→ Material shown
◇ ◇ ◇ ◇

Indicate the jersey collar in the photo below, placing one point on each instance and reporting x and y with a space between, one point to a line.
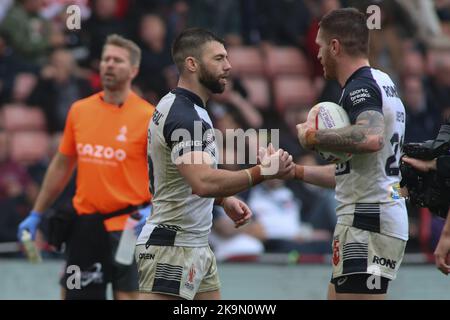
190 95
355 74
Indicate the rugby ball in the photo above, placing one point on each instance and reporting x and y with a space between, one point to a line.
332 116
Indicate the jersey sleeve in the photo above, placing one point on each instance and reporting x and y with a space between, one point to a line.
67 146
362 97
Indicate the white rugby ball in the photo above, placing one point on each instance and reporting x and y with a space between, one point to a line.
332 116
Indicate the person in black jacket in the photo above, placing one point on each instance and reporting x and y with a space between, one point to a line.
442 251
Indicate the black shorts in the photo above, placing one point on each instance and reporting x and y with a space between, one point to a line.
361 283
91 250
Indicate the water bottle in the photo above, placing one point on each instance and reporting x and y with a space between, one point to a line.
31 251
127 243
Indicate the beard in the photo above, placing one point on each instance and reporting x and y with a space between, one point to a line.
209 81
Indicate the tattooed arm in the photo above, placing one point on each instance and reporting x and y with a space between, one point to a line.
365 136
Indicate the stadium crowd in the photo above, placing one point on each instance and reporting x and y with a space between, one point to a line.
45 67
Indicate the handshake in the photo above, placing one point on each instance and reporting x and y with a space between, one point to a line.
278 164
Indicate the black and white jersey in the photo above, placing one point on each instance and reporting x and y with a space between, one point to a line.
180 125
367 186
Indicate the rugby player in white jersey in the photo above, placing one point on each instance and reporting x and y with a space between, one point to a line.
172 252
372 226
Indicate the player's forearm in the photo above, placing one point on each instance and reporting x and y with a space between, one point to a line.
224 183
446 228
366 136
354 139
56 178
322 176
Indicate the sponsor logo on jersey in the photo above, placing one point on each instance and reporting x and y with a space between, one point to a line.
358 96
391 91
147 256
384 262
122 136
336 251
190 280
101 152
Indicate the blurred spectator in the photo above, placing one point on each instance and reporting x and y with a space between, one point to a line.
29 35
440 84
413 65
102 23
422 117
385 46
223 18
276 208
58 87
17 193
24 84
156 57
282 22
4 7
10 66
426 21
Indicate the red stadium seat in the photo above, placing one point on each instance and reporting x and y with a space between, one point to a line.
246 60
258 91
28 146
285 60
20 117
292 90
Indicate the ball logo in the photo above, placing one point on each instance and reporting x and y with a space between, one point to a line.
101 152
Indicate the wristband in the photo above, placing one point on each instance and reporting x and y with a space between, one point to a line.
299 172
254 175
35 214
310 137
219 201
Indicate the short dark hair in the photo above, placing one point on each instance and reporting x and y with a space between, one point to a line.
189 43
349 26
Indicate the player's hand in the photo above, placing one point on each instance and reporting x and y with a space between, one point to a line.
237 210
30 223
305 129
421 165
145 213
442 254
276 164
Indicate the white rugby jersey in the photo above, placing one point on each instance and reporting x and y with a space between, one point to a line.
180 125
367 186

◇ ◇ ◇ ◇

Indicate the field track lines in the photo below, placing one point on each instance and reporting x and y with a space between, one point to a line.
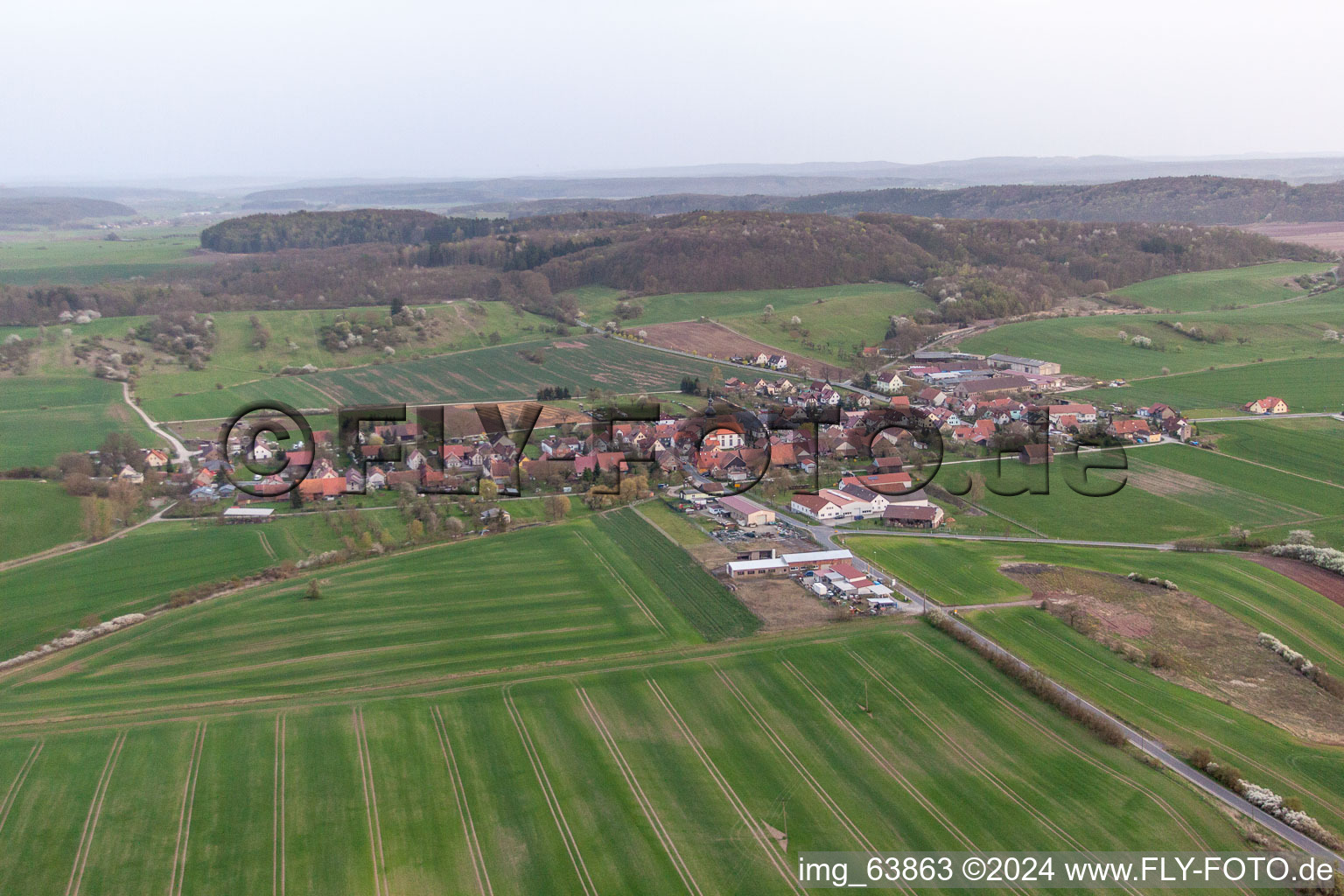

◇ ◇ ◇ ◇

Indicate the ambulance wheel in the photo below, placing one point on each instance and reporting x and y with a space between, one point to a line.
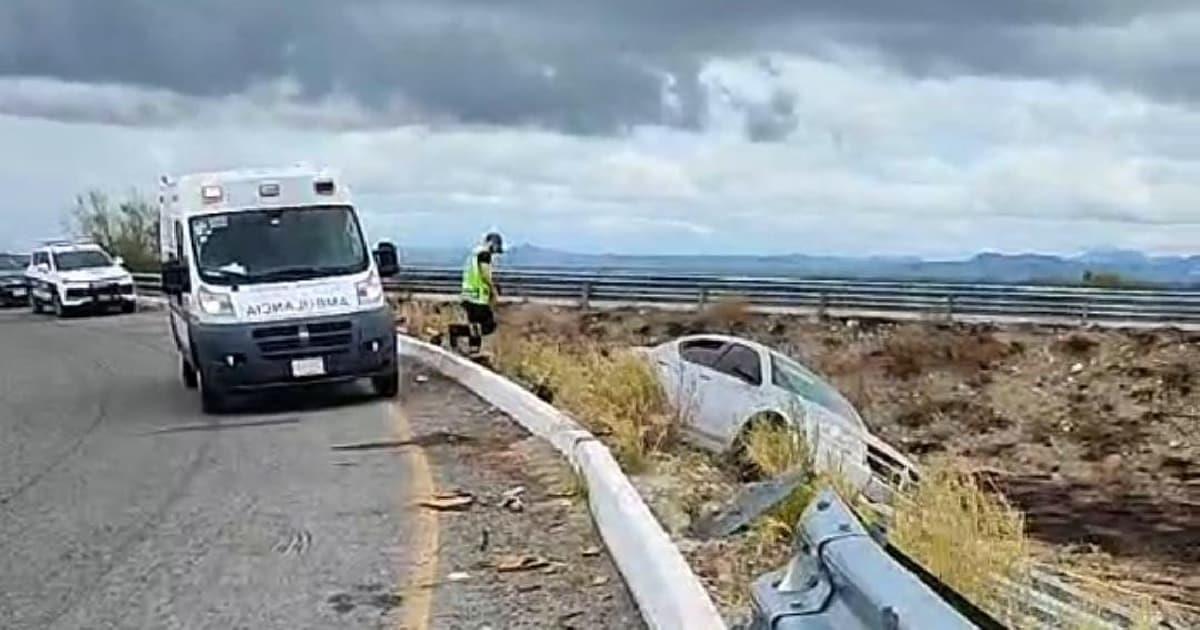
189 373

◇ ◇ ◇ ◇

→ Challenge
Report every line of the material above that contains the word "jersey", copying each one in full.

→ Answer in full
Indicate the jersey collar in the photo below, placing one point on each instance and reporting x and y with a space between, one point to a line.
Indicate the jersey sleeve in the photo above, placing one point on each instance and reporting x and y with a space between, one point to a line.
Indicate the black and white jersey in the photo above, placing one point on each instance and reporting x and y with a space between, one point to a line.
Indicate the rugby player in white jersey in the photo above, placing one point on each instance and reporting x and y with a space between, one point to a line.
Indicate the sponsor logo on jersey in the photo above, placing one point on each instance and reporting x and y with a space between, one point to a line.
Indicate the white rugby jersey in the photo above, placing one point on each instance and reporting x and y with a space between, one point to a line.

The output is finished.